Petunjuk Tugas:
1. Tuliskan kembali secara persis bagian kutipan tentang makna merdeka, mulai dari "Esensi Merdeka" sampai dengan "penindasan penjajahan.".
2. Ringkas paragraf kutipan yang diawali "Suka cita memadati setiap" tanpa menghilangkan fakta utamanya.

Kutipan:
******************************

Esensi Merdeka
Agustus, sebuah bulan yang
menjadi simbol bulan kemerdekaan bagi bangsa yang besar ini, bangsa Indonesia.
Banyak sekali perayaan dimeriahkan oleh segenap masyarakat, mulai dari
mengadakan lomba dengan jenjang yang bervariasi, mengadakan upacara bersama,
menghias desa serta jalan-jalan, dan hal lain, yang ikut serta menorehkan corak
yang indah bagi kemerdekaan di republik ini.
Suka cita memadati setiap
sudut-sudut negeri. Berkat jasa dan pengorbanan para pahlawan bangsa, kini,
kita sebagai anak cucu dari beliau-beliau pendiri bangsa tidak merasakan
penindasan fisik oleh bangsa lain. Kita sudah merdeka dan merasakan hidup yang
mungkin lebih baik di banding dengan para leluhur tatkala masih terjerat oleh
penindasan penjajahan.

******************************

Catatan penunjukan objek bernama
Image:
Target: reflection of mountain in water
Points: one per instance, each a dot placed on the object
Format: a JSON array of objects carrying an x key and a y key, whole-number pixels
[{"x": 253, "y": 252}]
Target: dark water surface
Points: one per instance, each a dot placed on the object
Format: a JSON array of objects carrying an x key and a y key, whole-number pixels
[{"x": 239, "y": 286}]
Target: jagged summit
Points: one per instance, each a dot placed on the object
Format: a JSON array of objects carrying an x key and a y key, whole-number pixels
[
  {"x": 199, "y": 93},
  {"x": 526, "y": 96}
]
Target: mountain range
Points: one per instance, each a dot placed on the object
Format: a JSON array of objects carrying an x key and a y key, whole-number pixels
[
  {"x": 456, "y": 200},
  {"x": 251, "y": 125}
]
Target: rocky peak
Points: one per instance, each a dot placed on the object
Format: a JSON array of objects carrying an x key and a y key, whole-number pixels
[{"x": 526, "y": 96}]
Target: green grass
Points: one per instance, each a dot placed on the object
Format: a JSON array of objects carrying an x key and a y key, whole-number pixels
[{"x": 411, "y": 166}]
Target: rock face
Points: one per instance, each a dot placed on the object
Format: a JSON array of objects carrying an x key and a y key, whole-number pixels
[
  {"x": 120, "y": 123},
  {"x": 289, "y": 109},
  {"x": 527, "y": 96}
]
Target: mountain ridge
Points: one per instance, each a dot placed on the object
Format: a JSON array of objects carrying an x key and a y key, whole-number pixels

******************************

Jawaban Tertulis:
1.
Esensi Merdeka
Agustus, sebuah bulan yang
menjadi simbol bulan kemerdekaan bagi bangsa yang besar ini, bangsa Indonesia.
Banyak sekali perayaan dimeriahkan oleh segenap masyarakat, mulai dari
mengadakan lomba dengan jenjang yang bervariasi, mengadakan upacara bersama,
menghias desa serta jalan-jalan, dan hal lain, yang ikut serta menorehkan corak
yang indah bagi kemerdekaan di republik ini.
Suka cita memadati setiap
sudut-sudut negeri. Berkat jasa dan pengorbanan para pahlawan bangsa, kini,
kita sebagai anak cucu dari beliau-beliau pendiri bangsa tidak merasakan
penindasan fisik oleh bangsa lain. Kita sudah merdeka dan merasakan hidup yang
mungkin lebih baik di banding dengan para leluhur tatkala masih terjerat oleh
penindasan penjajahan.

2. Kegembiraan memenuhi seluruh penjuru negeri. Berkat jasa dan pengorbanan para pahlawan, kita sebagai keturunan para pendiri bangsa tidak lagi mengalami penindasan fisik oleh bangsa lain. Kita sudah merdeka dan mungkin hidup lebih baik daripada leluhur yang dulu terjerat penjajahan.